=== Section Start ===

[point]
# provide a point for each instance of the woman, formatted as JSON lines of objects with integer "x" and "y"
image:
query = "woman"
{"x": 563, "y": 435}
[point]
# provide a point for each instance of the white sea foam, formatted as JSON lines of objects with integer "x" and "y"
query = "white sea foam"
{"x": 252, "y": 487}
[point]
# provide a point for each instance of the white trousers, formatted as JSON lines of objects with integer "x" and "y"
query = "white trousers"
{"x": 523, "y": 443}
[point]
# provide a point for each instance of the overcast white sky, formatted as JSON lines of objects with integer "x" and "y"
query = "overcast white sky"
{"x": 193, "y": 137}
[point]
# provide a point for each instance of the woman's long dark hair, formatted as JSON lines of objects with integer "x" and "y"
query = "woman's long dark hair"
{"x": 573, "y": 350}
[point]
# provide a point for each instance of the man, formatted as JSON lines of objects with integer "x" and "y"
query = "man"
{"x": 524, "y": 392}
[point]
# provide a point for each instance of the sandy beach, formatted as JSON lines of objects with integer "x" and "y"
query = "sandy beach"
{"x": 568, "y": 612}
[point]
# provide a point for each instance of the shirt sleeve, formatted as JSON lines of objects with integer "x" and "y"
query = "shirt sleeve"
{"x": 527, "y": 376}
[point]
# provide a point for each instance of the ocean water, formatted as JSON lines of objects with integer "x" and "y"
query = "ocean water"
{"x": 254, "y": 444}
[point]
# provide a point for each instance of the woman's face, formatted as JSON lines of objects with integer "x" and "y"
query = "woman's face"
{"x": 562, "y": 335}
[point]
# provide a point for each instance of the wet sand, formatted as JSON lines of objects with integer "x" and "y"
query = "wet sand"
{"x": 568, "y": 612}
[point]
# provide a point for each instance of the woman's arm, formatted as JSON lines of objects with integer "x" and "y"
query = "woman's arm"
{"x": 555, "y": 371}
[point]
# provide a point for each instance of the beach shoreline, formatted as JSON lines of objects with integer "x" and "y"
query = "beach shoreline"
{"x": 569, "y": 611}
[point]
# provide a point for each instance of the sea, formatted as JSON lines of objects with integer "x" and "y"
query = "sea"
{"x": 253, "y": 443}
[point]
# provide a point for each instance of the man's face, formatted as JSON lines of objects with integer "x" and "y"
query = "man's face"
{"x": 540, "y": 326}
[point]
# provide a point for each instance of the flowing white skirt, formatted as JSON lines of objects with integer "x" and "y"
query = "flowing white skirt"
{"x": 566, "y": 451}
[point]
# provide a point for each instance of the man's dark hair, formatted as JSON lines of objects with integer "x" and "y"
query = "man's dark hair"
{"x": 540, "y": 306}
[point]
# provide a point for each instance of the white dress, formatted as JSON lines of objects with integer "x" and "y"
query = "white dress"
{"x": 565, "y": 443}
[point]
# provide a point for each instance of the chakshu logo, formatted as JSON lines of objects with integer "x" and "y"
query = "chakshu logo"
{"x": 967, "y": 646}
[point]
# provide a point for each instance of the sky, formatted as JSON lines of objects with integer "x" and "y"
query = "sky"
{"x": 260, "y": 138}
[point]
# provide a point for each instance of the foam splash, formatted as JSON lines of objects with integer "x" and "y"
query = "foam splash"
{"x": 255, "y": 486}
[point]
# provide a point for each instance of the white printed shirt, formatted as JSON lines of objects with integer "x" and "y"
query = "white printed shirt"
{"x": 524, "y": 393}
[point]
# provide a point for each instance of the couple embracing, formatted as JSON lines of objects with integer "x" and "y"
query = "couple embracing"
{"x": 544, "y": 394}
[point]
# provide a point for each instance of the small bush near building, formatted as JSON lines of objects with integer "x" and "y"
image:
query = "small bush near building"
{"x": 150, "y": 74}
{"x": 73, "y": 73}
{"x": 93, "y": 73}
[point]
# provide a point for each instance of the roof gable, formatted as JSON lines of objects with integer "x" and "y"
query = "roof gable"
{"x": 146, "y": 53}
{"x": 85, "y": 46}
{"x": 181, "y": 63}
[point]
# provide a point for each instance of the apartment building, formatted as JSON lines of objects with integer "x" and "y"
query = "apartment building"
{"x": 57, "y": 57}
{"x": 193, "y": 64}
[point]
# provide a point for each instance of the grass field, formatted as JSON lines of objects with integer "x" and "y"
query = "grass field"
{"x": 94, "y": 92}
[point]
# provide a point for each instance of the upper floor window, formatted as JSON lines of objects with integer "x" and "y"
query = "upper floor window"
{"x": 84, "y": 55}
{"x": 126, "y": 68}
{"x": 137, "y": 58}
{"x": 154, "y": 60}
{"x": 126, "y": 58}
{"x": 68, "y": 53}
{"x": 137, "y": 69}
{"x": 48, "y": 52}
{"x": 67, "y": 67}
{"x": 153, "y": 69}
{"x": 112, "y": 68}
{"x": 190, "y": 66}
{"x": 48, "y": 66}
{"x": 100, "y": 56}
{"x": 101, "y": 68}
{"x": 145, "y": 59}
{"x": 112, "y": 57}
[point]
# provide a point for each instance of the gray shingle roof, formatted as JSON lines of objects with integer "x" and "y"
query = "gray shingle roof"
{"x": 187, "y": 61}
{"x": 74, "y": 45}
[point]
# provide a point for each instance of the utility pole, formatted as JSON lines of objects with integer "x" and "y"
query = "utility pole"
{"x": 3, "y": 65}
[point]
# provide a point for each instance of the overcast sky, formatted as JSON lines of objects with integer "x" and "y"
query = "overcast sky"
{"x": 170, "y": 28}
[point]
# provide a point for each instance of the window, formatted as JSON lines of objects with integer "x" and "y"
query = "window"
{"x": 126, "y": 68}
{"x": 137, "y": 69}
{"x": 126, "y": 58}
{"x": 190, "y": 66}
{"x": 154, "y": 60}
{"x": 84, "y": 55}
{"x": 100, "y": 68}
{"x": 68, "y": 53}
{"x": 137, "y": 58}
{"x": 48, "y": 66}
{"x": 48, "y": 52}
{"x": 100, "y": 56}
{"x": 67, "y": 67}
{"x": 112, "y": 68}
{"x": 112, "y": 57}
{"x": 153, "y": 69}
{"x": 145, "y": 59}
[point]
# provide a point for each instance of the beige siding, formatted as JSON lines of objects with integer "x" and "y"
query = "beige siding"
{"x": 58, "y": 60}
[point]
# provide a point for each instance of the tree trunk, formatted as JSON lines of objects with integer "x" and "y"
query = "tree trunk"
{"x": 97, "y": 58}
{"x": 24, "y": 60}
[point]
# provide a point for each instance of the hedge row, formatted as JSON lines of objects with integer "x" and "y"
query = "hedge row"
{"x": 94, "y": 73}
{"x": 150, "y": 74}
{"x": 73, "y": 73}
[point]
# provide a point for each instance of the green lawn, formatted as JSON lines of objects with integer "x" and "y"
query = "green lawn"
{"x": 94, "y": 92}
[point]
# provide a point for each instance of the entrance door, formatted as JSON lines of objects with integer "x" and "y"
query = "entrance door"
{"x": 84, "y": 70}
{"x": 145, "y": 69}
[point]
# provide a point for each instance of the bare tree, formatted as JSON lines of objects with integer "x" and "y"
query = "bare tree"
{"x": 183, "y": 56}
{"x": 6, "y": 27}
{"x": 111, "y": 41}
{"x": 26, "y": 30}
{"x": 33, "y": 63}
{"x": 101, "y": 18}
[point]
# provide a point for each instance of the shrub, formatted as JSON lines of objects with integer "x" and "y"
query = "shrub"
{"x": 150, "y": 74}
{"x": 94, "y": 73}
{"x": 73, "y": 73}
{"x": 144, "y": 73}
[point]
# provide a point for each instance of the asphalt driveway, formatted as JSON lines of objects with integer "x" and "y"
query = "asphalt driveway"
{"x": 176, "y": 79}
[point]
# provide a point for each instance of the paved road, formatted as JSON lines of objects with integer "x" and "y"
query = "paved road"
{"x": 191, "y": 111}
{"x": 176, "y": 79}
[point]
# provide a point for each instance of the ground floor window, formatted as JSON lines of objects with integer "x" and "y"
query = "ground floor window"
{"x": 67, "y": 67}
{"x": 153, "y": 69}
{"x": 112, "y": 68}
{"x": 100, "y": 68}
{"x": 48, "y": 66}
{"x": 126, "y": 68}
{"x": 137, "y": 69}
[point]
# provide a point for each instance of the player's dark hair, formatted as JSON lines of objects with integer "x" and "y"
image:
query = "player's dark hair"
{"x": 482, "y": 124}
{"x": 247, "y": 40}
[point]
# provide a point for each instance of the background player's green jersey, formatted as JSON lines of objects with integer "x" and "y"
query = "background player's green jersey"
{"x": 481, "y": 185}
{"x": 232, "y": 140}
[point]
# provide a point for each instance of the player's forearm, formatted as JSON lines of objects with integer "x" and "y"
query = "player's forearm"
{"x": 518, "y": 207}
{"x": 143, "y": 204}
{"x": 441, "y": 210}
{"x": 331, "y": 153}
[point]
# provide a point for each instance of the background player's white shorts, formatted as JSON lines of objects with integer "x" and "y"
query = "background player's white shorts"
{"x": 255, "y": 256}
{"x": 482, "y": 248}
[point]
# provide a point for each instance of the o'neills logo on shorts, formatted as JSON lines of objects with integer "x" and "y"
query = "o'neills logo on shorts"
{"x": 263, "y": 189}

=== Section End ===

Instructions for the task: Give back exactly the lines above starting at the line where "# provide a point for each instance of the flowing" appears and ending at the line where "# provide a point for each instance of the sky, formatted" appears, both included, with no other lines.

Solved exercise:
# provide a point for each instance of the flowing white skirt, formatted as JSON lines of objects with integer "x" and "y"
query = "flowing white skirt"
{"x": 566, "y": 451}
[point]
# provide a point for each instance of the man's dark hair, formatted as JSON lines of objects with integer "x" and "y"
query = "man's dark hair"
{"x": 540, "y": 306}
[point]
# provide a point for each instance of the white dress, formatted as JSON lines of objects with integer "x" and "y"
query = "white dress"
{"x": 565, "y": 443}
[point]
# provide a point for each instance of the chakshu logo, formatted as JSON lines of objects with integer "x" and "y"
query = "chakshu logo"
{"x": 967, "y": 646}
[point]
# provide a point for each instance of the sky, formatted as JSON lines of objects with integer "x" and "y"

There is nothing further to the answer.